How to complete this task — Only the images are to be dropped; the records themselves must be repeated exactly.

Source data —
□ □ □

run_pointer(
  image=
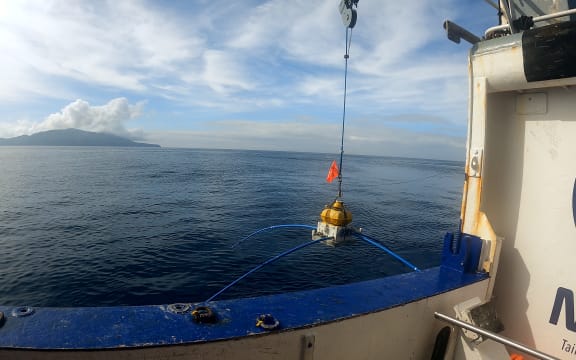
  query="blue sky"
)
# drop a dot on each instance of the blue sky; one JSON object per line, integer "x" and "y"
{"x": 246, "y": 74}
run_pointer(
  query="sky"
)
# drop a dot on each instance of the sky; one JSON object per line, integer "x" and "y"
{"x": 262, "y": 75}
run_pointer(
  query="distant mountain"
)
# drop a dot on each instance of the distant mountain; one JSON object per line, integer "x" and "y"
{"x": 71, "y": 137}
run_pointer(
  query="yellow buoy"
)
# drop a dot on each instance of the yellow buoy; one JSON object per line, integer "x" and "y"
{"x": 336, "y": 214}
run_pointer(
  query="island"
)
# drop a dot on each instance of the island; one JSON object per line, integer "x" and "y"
{"x": 71, "y": 137}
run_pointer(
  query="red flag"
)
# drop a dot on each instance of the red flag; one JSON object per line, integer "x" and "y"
{"x": 333, "y": 172}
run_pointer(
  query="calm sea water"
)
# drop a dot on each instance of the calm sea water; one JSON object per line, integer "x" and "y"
{"x": 122, "y": 226}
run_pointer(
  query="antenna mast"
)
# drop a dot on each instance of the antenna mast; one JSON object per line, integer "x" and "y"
{"x": 349, "y": 16}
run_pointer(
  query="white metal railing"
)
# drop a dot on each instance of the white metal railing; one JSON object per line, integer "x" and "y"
{"x": 498, "y": 338}
{"x": 535, "y": 19}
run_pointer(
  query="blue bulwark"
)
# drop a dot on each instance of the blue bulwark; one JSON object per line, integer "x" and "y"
{"x": 142, "y": 326}
{"x": 461, "y": 252}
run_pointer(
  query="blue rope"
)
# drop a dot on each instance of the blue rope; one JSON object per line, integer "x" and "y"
{"x": 287, "y": 252}
{"x": 272, "y": 228}
{"x": 390, "y": 252}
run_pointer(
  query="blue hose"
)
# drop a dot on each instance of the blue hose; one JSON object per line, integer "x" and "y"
{"x": 271, "y": 260}
{"x": 390, "y": 252}
{"x": 272, "y": 228}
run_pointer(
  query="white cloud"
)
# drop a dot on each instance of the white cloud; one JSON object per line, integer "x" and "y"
{"x": 262, "y": 59}
{"x": 110, "y": 118}
{"x": 372, "y": 137}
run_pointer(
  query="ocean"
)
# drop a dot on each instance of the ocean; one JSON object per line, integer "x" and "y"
{"x": 131, "y": 226}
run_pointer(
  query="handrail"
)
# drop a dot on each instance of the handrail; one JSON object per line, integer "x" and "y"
{"x": 535, "y": 19}
{"x": 498, "y": 338}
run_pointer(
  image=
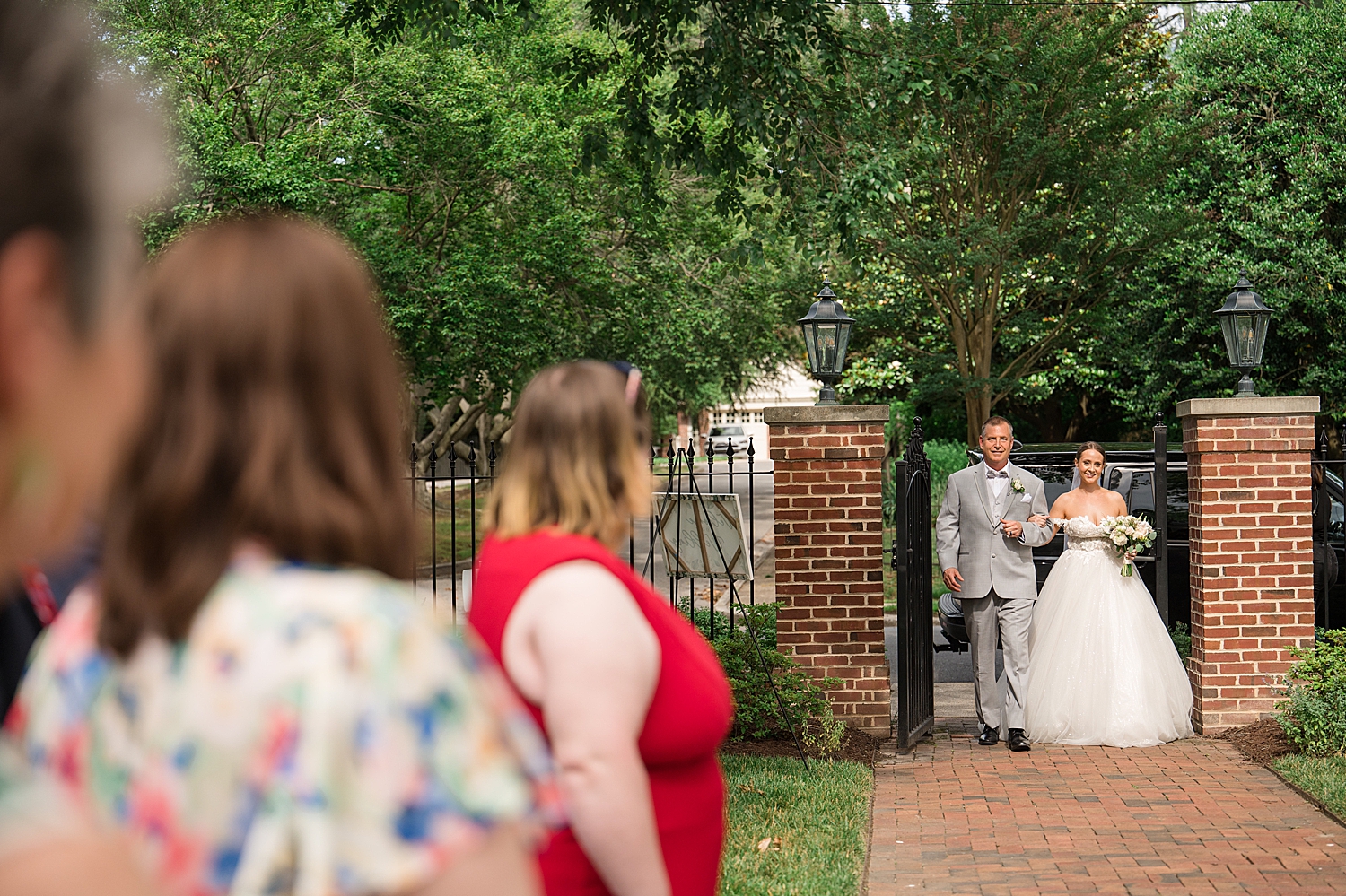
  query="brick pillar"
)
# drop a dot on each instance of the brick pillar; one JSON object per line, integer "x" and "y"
{"x": 1252, "y": 554}
{"x": 826, "y": 465}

□ □ □

Response area —
run_pointer(
  image=
  query="blue sky"
)
# drop a dot on each instance of the blue sky; one JSON object per line, integer "x" and "y"
{"x": 246, "y": 74}
run_pointer(
  query="sky"
)
# drop a dot on each instance of the sky; one JSON object per line, integer "x" and "y"
{"x": 262, "y": 75}
run_pointer(
  query="distant mountain"
)
# drop a dot on each instance of the distant mountain; one JSON object per line, integer "x" and "y"
{"x": 71, "y": 137}
run_pointer(
  query="yellow buoy"
)
# drop a dot on each instance of the yellow buoy; one JSON object per line, integer "x" and "y"
{"x": 336, "y": 214}
run_pointer(
  query="island"
)
# drop a dot on each instance of the island; one JSON object per line, integer "x" and "y"
{"x": 71, "y": 137}
run_pointer(
  query="red flag"
)
# drop a dot on each instance of the red flag; one JSON object per line, integer "x" and "y"
{"x": 333, "y": 172}
run_pointer(
  query="calm sea water"
)
# drop a dot on each instance of the calm sea water; one JSON object per line, integer "x" and "y"
{"x": 122, "y": 226}
run_pointer(
  query="antenna mast"
)
# drop a dot on each instance of the antenna mast; one JSON object per line, integer "x" and "y"
{"x": 349, "y": 16}
run_pointer(
  query="white metal railing"
)
# drop a dot on each instance of the white metal railing; one JSON object per line, integer "x" and "y"
{"x": 498, "y": 338}
{"x": 535, "y": 19}
run_pointer(
  query="blue bulwark"
)
# drop a dot on each instance of the blue bulwark; one JSON object per line, integer "x" and "y"
{"x": 142, "y": 326}
{"x": 461, "y": 252}
run_pointer(
  query="blue rope"
)
# drop a dot on each instance of the blue rope; one JSON object per line, integer "x" and "y"
{"x": 287, "y": 252}
{"x": 272, "y": 228}
{"x": 390, "y": 252}
run_pointer(
  query="blue hose"
)
# drop a dot on each instance of the blue hose; one JSON object per line, integer "x" and "y"
{"x": 271, "y": 260}
{"x": 390, "y": 252}
{"x": 272, "y": 228}
run_pointer(
  query="white cloud"
)
# drop a dot on each instance of the white cloud; one JSON object per line, integer "x" and "y"
{"x": 262, "y": 59}
{"x": 110, "y": 118}
{"x": 372, "y": 137}
run_pointer(
  query="ocean"
)
# drop a dot on each instance of the ocean; one JSON object per line, integer "x" and "y"
{"x": 131, "y": 226}
run_pointer(
  query="handrail"
)
# drop a dot on each instance of the handrail; one JSON object per line, integer "x" and "y"
{"x": 535, "y": 19}
{"x": 498, "y": 338}
run_pointer(
  image=
  query="brick pillar"
)
# drop a dot on each instance of the brick pillar; one JSON object per line, integer "x" and "y"
{"x": 1252, "y": 554}
{"x": 826, "y": 465}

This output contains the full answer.